## Task goal
All that is wanted is an exact copy of the line containing "mmk i see the picture, now point out the award" and the lines after it, through the end of the records.

## Exercise data

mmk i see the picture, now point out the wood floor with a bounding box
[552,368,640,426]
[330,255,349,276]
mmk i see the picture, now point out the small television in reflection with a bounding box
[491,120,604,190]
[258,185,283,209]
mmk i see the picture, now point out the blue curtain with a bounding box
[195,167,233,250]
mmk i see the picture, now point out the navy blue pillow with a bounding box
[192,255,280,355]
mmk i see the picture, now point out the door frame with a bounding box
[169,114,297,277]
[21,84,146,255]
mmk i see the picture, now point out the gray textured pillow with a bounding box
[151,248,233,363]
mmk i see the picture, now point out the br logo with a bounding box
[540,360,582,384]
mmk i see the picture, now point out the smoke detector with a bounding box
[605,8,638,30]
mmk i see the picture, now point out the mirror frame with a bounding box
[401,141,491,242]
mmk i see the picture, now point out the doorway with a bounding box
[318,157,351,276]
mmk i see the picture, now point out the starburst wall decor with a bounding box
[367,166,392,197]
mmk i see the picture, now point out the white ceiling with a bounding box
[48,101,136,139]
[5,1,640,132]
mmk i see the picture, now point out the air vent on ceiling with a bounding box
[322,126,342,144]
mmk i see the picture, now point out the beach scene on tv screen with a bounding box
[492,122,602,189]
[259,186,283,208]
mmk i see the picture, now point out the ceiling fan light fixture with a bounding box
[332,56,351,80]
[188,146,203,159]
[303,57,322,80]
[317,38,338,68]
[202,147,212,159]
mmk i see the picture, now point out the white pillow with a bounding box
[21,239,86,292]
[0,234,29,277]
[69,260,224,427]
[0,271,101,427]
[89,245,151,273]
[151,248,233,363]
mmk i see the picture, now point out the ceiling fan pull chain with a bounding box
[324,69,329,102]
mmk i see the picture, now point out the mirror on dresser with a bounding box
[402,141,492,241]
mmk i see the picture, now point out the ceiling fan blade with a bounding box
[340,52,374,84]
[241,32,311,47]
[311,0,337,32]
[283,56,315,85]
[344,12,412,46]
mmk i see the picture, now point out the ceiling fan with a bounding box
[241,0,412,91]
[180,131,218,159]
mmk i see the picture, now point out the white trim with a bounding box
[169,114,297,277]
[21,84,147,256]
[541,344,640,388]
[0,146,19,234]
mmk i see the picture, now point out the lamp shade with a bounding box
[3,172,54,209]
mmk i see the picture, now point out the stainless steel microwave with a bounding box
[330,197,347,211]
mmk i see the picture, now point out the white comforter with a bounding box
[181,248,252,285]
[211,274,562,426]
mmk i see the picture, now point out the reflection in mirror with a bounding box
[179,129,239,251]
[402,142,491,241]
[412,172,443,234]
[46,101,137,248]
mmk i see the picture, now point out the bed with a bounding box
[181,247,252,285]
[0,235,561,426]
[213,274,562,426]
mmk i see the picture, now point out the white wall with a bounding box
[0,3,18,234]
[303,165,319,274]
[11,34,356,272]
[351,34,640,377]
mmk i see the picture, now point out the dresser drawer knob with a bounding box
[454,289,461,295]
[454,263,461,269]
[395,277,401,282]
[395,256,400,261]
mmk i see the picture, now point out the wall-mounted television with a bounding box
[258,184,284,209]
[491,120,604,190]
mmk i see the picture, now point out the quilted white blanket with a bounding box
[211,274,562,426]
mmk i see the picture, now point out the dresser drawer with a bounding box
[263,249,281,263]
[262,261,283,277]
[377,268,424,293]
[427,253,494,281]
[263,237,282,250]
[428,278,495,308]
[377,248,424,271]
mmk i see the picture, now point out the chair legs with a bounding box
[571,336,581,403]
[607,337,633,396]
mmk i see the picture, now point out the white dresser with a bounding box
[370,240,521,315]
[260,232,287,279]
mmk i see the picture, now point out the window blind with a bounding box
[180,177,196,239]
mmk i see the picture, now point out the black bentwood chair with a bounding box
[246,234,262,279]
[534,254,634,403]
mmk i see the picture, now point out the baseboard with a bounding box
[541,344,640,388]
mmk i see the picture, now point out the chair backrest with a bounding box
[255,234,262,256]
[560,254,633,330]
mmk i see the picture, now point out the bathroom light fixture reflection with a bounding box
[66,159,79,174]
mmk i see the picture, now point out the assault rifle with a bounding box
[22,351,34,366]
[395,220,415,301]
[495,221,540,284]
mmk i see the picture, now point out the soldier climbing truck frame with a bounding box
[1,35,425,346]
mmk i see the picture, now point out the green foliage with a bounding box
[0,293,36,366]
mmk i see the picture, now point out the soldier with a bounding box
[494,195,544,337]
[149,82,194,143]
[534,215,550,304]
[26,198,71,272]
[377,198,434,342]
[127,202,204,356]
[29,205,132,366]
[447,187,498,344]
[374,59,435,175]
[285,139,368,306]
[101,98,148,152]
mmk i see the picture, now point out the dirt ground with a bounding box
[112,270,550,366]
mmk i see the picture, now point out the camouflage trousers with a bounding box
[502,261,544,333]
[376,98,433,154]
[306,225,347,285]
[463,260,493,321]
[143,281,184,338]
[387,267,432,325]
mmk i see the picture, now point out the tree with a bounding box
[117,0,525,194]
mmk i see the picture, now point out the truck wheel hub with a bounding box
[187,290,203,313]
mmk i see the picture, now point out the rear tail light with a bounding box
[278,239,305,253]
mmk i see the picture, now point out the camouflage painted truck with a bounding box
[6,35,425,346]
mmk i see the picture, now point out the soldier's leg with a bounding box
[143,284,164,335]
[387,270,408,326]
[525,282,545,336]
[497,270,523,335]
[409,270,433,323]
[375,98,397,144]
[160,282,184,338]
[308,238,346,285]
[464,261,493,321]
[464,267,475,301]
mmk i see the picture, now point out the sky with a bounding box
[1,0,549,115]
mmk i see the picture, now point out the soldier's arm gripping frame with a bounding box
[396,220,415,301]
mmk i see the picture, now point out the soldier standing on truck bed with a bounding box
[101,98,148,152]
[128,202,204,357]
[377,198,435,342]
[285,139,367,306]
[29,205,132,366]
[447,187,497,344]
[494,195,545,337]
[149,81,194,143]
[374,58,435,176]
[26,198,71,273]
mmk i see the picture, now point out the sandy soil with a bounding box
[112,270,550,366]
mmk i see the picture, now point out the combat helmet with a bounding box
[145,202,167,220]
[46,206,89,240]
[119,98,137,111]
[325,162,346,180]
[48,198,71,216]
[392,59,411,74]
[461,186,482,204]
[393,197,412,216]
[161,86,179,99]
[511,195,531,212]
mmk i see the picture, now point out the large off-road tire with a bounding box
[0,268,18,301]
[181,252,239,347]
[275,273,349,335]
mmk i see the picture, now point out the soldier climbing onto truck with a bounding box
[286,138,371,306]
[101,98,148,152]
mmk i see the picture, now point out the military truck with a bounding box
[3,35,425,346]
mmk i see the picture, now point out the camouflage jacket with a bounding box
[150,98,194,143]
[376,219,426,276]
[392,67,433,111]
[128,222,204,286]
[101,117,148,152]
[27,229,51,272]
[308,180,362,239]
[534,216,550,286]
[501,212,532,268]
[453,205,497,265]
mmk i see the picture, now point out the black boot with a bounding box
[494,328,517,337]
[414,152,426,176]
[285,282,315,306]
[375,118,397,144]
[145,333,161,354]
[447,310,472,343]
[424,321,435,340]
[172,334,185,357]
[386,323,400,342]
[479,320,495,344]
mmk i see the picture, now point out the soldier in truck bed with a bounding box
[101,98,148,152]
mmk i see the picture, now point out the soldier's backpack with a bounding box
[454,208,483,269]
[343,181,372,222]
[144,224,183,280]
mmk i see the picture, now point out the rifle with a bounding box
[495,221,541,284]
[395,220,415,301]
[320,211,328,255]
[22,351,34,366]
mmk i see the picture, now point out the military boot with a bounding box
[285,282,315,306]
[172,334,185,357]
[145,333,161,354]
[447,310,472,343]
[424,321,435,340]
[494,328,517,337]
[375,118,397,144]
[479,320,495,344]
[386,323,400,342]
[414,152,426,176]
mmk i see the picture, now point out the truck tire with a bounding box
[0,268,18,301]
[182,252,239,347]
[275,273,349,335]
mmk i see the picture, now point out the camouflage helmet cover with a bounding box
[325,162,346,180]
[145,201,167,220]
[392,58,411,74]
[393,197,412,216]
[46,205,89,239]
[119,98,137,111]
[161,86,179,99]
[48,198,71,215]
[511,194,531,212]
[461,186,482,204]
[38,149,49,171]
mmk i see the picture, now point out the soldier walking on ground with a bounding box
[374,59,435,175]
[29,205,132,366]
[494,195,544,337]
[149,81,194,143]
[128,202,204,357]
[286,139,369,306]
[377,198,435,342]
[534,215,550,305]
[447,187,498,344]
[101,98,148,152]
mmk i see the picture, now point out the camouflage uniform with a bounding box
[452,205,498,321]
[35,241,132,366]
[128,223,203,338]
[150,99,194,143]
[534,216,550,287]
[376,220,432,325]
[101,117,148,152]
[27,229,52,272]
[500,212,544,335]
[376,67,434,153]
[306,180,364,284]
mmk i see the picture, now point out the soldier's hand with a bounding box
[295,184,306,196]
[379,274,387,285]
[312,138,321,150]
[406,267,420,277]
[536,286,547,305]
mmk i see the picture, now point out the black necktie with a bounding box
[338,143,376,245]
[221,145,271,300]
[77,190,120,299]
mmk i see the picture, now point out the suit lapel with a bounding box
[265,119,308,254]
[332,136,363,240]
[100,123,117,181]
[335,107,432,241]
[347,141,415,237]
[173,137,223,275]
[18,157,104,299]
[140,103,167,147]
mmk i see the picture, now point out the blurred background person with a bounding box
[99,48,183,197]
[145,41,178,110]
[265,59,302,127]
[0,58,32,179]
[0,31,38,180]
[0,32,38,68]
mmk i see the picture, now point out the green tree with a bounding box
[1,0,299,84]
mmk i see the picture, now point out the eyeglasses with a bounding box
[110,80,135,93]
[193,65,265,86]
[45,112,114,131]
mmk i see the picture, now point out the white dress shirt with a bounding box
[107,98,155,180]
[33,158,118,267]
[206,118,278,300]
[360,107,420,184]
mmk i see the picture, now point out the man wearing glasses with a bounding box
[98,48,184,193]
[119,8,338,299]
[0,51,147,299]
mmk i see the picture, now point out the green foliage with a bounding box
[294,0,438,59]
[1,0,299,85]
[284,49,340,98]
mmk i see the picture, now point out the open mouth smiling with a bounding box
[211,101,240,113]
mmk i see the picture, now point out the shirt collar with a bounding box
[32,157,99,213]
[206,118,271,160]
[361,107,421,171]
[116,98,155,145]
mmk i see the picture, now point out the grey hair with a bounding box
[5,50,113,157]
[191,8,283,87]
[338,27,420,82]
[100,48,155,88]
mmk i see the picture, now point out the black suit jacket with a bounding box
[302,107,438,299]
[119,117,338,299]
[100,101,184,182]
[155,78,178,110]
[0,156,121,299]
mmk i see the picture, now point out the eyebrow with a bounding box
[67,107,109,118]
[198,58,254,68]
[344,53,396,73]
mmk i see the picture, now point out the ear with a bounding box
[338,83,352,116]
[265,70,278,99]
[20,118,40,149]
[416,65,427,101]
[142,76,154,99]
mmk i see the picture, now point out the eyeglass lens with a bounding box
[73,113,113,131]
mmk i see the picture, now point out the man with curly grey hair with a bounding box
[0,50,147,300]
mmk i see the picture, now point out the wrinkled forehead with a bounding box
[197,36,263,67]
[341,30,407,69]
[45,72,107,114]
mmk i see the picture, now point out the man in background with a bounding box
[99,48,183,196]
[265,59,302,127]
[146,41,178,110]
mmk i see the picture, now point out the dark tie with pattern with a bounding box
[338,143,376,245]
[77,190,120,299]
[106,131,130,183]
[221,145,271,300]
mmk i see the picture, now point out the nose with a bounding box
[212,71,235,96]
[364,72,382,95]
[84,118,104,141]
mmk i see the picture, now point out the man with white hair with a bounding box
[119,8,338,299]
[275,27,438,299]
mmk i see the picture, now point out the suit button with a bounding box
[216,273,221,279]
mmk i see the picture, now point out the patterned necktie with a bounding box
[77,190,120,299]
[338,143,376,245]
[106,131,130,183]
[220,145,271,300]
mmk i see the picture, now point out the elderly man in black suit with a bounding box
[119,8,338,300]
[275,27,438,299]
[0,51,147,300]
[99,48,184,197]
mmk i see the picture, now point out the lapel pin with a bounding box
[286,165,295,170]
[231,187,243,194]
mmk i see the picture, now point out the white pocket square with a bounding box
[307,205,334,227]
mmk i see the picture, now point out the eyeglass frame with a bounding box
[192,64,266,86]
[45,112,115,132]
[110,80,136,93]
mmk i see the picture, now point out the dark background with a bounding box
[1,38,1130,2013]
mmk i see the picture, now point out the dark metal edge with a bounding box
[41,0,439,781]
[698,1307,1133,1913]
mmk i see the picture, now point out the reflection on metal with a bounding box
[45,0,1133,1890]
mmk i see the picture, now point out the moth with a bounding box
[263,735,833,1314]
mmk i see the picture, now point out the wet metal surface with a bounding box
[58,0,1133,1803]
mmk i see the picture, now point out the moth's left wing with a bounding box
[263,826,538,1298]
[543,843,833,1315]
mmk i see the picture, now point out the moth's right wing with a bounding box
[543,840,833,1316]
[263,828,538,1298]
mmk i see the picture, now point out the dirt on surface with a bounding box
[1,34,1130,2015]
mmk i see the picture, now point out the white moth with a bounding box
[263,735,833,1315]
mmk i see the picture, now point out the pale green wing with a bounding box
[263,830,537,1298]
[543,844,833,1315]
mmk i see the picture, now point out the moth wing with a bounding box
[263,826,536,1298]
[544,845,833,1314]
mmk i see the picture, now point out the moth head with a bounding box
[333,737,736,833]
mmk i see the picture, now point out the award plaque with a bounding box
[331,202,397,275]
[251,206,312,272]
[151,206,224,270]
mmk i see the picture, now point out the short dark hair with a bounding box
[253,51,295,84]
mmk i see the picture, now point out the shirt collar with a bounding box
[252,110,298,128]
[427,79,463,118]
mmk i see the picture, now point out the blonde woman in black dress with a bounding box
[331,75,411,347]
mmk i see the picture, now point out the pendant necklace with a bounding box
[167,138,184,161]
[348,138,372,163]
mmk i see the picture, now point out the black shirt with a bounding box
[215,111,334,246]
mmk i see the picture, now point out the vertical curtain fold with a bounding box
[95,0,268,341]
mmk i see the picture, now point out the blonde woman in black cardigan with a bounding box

## Task answer
mmk i see the picture, now point out the award plaque with a bounding box
[331,202,397,275]
[251,206,312,272]
[151,206,224,270]
mmk i see the picture, now point out the short dark hair with a bounding box
[253,51,295,84]
mmk i see the picture, now point out the shirt collar with a bounding box
[252,110,298,128]
[427,79,463,118]
mmk i see the picture, now point out the blonde woman in black dress with a bounding box
[331,75,411,347]
mmk i see the picture, now point out the pendant necklace with a bounding box
[167,138,184,161]
[348,138,372,163]
mmk i see the picture, now point out the black shirt with a bounding box
[215,111,334,246]
mmk i see the picture, now point out the vertical curtain fold with a bounding box
[95,0,268,341]
mmk i see the picture, now point out the blonde woman in black cardigan with a bounding box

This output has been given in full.